GIVEN PROBLEM: Print the following lines verbatim, from the first to the last.

MATERIALS PROVIDED:

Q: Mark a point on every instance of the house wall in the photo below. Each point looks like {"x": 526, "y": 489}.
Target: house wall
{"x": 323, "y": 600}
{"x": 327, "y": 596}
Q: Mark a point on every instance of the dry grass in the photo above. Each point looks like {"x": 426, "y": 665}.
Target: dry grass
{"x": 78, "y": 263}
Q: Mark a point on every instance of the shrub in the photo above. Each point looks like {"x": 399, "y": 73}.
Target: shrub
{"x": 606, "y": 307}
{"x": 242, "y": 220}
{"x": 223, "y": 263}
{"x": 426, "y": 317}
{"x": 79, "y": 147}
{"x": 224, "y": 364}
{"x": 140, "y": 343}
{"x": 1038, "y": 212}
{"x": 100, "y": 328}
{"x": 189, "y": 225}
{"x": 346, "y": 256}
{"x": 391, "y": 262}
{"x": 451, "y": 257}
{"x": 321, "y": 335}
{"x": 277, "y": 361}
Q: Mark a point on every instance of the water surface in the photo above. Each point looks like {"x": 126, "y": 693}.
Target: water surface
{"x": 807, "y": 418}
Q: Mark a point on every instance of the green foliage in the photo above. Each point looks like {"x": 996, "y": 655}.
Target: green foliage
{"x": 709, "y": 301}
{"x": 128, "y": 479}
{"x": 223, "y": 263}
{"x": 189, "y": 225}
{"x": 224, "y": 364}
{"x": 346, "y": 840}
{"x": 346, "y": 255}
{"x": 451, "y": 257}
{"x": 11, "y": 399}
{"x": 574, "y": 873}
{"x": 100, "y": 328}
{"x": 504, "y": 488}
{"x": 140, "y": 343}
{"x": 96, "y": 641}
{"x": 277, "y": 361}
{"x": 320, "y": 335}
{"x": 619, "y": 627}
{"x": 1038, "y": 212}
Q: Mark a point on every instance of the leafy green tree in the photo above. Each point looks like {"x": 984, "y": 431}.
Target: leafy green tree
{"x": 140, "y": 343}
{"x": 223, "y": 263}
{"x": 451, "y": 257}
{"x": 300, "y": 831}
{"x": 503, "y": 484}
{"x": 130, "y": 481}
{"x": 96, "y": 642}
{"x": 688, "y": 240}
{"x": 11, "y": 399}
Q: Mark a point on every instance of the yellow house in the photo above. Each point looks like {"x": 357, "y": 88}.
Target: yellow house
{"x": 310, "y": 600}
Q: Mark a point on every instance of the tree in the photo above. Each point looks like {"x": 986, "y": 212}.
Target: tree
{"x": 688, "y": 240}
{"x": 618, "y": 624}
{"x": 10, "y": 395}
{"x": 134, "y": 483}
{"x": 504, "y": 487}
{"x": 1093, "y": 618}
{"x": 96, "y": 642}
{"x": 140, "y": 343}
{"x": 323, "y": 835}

SOLUTION:
Q: Mark a point on every instance of the house wall in the photo below. Each point looks like {"x": 526, "y": 489}.
Target: house wall
{"x": 323, "y": 600}
{"x": 327, "y": 596}
Q: Mark a point on every instance of the dry grass in the photo above. Each point looks like {"x": 426, "y": 665}.
Target: dry grass
{"x": 78, "y": 263}
Q: Mark a point on every instance of the shrub in the photo above. Each point looks like {"x": 399, "y": 73}.
Target: shrub
{"x": 606, "y": 307}
{"x": 242, "y": 220}
{"x": 223, "y": 263}
{"x": 426, "y": 317}
{"x": 79, "y": 147}
{"x": 224, "y": 364}
{"x": 140, "y": 343}
{"x": 1038, "y": 212}
{"x": 100, "y": 328}
{"x": 189, "y": 225}
{"x": 346, "y": 256}
{"x": 391, "y": 262}
{"x": 451, "y": 257}
{"x": 321, "y": 335}
{"x": 277, "y": 361}
Q: Mark a point on every instance of the water surface in the photo above. Each point looks like {"x": 126, "y": 693}.
Target: water surface
{"x": 807, "y": 418}
Q: Mark a point on every instance of the green foliage in the photo above. Each point looks like {"x": 996, "y": 655}.
Target: green foliage
{"x": 709, "y": 301}
{"x": 128, "y": 479}
{"x": 223, "y": 263}
{"x": 189, "y": 225}
{"x": 224, "y": 364}
{"x": 346, "y": 840}
{"x": 346, "y": 255}
{"x": 451, "y": 257}
{"x": 11, "y": 399}
{"x": 574, "y": 873}
{"x": 100, "y": 328}
{"x": 504, "y": 488}
{"x": 140, "y": 343}
{"x": 96, "y": 641}
{"x": 277, "y": 361}
{"x": 320, "y": 335}
{"x": 619, "y": 627}
{"x": 1038, "y": 212}
Q: Mark a point on every instance of the leafy green tree in the photo above. Each point looks like {"x": 984, "y": 431}.
Target: leafy green tree
{"x": 140, "y": 343}
{"x": 223, "y": 263}
{"x": 451, "y": 257}
{"x": 300, "y": 831}
{"x": 503, "y": 484}
{"x": 130, "y": 481}
{"x": 96, "y": 642}
{"x": 688, "y": 240}
{"x": 11, "y": 399}
Q: Mark a point on every instance of the yellow house in the photo above. Each point looks like {"x": 357, "y": 88}.
Target: yellow house
{"x": 310, "y": 600}
Q: Mark a point on every instance of the tree in the photo above. Each point looks like {"x": 986, "y": 212}.
Target: tree
{"x": 688, "y": 240}
{"x": 618, "y": 624}
{"x": 10, "y": 395}
{"x": 134, "y": 483}
{"x": 504, "y": 487}
{"x": 1093, "y": 618}
{"x": 96, "y": 642}
{"x": 140, "y": 343}
{"x": 323, "y": 835}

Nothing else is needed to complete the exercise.